***** INPUT RECORDS *****

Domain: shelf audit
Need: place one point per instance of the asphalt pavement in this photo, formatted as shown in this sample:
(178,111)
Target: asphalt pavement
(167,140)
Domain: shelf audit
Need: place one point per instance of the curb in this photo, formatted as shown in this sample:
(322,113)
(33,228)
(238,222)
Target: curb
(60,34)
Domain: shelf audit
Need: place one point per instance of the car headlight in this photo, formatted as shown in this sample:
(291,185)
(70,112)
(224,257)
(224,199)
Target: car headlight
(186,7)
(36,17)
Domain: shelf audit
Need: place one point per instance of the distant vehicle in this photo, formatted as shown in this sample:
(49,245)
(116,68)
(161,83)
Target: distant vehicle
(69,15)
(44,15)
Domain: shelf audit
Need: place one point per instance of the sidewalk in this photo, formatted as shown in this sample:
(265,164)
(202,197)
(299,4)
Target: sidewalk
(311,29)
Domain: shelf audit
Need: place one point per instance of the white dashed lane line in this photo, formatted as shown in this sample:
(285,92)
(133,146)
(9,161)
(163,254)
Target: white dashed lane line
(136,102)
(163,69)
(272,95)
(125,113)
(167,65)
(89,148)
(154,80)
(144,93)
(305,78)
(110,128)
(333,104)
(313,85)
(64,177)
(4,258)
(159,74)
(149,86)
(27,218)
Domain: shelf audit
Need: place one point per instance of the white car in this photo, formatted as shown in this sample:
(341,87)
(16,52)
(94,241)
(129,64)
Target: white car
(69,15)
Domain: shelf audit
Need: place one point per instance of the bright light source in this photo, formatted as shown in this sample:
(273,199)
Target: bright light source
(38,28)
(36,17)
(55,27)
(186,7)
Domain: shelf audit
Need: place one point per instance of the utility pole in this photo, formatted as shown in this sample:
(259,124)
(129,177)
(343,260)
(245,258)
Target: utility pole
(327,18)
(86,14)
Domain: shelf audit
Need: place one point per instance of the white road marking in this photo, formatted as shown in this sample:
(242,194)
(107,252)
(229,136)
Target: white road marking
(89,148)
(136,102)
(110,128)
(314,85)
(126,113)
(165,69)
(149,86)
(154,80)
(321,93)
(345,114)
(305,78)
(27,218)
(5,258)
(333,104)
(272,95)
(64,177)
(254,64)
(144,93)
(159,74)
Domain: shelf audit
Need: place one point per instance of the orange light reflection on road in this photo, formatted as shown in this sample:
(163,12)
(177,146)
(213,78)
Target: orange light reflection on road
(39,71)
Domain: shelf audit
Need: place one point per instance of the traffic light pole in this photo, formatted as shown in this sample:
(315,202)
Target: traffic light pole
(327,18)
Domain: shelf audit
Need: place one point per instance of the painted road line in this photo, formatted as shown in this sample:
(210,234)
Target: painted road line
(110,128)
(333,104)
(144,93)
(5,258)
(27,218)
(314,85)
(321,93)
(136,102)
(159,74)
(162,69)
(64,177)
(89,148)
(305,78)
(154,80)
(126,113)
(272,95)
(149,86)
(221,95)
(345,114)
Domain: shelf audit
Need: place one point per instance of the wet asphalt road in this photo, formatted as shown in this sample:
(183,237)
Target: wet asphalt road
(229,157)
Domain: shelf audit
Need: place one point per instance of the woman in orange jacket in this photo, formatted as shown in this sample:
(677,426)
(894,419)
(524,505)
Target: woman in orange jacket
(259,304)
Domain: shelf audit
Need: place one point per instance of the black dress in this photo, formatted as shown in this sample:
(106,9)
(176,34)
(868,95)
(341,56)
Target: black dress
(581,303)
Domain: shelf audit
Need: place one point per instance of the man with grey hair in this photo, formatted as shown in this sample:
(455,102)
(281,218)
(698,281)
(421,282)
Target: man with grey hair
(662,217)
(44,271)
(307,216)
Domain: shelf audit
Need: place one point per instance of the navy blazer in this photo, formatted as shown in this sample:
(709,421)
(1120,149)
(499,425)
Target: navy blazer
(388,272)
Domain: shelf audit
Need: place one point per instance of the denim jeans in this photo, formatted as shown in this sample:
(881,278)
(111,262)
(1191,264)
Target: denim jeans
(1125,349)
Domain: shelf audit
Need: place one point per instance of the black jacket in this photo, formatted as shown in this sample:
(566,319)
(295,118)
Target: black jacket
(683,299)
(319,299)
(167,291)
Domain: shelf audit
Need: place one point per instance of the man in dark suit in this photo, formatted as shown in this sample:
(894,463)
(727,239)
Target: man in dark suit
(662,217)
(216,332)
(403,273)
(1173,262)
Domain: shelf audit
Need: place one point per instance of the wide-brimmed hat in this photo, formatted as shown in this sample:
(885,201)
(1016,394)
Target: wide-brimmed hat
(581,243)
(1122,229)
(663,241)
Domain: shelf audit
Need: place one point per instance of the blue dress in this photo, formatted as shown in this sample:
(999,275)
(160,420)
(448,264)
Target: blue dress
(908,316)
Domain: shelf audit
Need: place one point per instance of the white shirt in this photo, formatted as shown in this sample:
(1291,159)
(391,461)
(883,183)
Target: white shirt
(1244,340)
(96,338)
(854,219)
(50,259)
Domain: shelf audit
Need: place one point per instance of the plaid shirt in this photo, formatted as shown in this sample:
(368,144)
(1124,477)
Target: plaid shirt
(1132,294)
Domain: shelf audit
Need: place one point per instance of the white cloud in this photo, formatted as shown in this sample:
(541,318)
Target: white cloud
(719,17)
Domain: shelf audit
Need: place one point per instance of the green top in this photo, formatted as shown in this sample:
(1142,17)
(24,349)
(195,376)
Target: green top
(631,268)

*****

WHAT YOU WILL DO>
Print out each line of the data exactly.

OUTPUT>
Domain: shelf audit
Need: place one point per instance of the asphalt pavement in this photo, formatted as shown in this sample:
(178,111)
Target: asphalt pavement
(167,140)
Domain: shelf audit
Need: place one point per instance of the curb in this photo, formatted as shown in this sample:
(322,113)
(33,228)
(238,222)
Target: curb
(60,34)
Domain: shelf audit
Need: place one point per instance of the car headlight in this photo, formatted as shown in this sample:
(291,185)
(70,112)
(224,257)
(224,199)
Target: car headlight
(186,7)
(36,17)
Domain: shelf audit
Need: place one point per instance of the distant vehicle in this photo, formatted as shown in this sample:
(49,245)
(116,68)
(161,83)
Target: distant vehicle
(69,15)
(44,15)
Domain: shelf audit
Need: place one point per instance of the sidewalk in this photo, formatted as shown in this sample:
(265,164)
(202,197)
(299,4)
Target: sidewalk
(311,29)
Domain: shelf audit
Need: place one point per instance of the white dashed lane line in this photo, formatted as shown in this sample:
(285,92)
(133,146)
(9,161)
(163,254)
Target: white dashed lane line
(136,102)
(163,69)
(272,95)
(125,113)
(167,65)
(89,148)
(154,80)
(144,93)
(305,78)
(110,128)
(333,104)
(313,85)
(64,177)
(4,258)
(159,74)
(149,86)
(27,218)
Domain: shelf audit
Need: place one point per instance of the white car in this photo, formatted as shown in this sample:
(341,87)
(16,52)
(94,241)
(129,64)
Target: white car
(69,15)
Domain: shelf audit
Need: place one point per instance of the bright light source in this photo, formatted as shown in this sample:
(273,199)
Target: bright light source
(38,28)
(36,17)
(55,27)
(186,7)
Domain: shelf audit
Need: place one point per instance of the utility pole in this photo, formatted as shown in this sample:
(259,124)
(129,177)
(343,260)
(245,258)
Target: utility pole
(327,18)
(86,14)
Domain: shelf audit
Need: place one point per instance of the white road marking in this photo, formatted as shown in this sample:
(242,194)
(107,252)
(229,136)
Target: white road marking
(89,148)
(136,102)
(110,128)
(314,85)
(126,113)
(165,69)
(149,86)
(154,80)
(321,93)
(345,114)
(305,78)
(27,218)
(5,258)
(333,104)
(272,95)
(64,177)
(254,64)
(144,93)
(159,74)
Domain: shelf audit
Need: place one point per instance of the orange light reflection on road in this photo, formatted as shown in this sample:
(163,12)
(177,146)
(213,78)
Target: orange light reflection on road
(39,71)
Domain: shelf audit
Need: place one point per instance of the traffic light pole in this photo, formatted as shown in this sample:
(315,202)
Target: traffic light pole
(327,18)
Domain: shelf audit
Need: place one point per instance of the painted road line in this photo, formatted as shown in this sample:
(210,234)
Target: painted road line
(110,128)
(333,104)
(144,93)
(5,258)
(27,218)
(314,85)
(321,93)
(136,102)
(159,74)
(162,69)
(64,177)
(89,148)
(305,78)
(154,80)
(126,113)
(272,95)
(149,86)
(221,95)
(345,114)
Domain: shelf audit
Need: place one point per instance of the wet asphalt road in this photo, formatted as shown in this sample:
(183,237)
Target: wet asphalt road
(229,157)
Domain: shelf audit
Need: place one point per instance of the woman in orange jacket in this photo, formatted as shown in this sample:
(677,426)
(894,419)
(524,505)
Target: woman in orange jacket
(259,304)
Domain: shelf audit
Need: place one point per instance of the black dress in this photo, formatted as shown in this sample:
(106,9)
(176,34)
(868,95)
(341,56)
Target: black dress
(581,303)
Domain: shelf audit
Need: place one point per instance of the man with grey hair in this photo, formatted as shown in this sample:
(455,102)
(281,218)
(698,281)
(421,282)
Target: man with grey hair
(662,217)
(44,271)
(307,216)
Domain: shelf audit
Need: place one point per instance of the navy blazer in this photo, formatted as shown in this sample:
(709,421)
(1120,149)
(499,425)
Target: navy blazer
(388,272)
Domain: shelf audit
Need: place one point per instance of the denim jeans in this photo, formatted as shown in this sample:
(881,278)
(111,262)
(1191,264)
Target: denim jeans
(1125,349)
Domain: shelf audit
Need: place one point per instance of the black jacket in this photo, formatted as shown in this sample:
(566,319)
(295,118)
Target: black jacket
(683,299)
(319,299)
(167,291)
Domain: shelf audit
Need: place one point per instance of the man in dark suit in this photo, formatted as shown in this sample:
(894,463)
(727,239)
Target: man in dark suit
(662,217)
(216,332)
(403,273)
(1173,262)
Domain: shelf audit
Need: place one point per instance of the wide-brimmed hat in this photo, formatted as shown in this sample:
(885,201)
(1016,394)
Target: wide-brimmed hat
(581,243)
(1122,229)
(663,241)
Domain: shelf audit
Need: place one point per instance of the blue dress in this photo, formatted as shown in this sample:
(999,275)
(160,420)
(448,264)
Target: blue dress
(908,316)
Domain: shelf audit
Need: place one point per instance of the white shirt in this photo, formatted as shown in this sample:
(1291,159)
(391,461)
(883,183)
Target: white shirt
(1244,340)
(96,338)
(854,219)
(50,259)
Domain: shelf audit
Need: place one point per instance of the plaid shirt in this photo, formatted as shown in this sample:
(368,144)
(1124,477)
Target: plaid shirt
(1132,294)
Domain: shelf audit
Need: place one point per instance of the white cloud in this photo, formatted as shown in this sample:
(541,318)
Target: white cloud
(719,17)
Domain: shelf audit
Need: place one point per instance of the green top in this photo, formatted as shown in this sample:
(1142,17)
(24,349)
(195,376)
Target: green top
(631,268)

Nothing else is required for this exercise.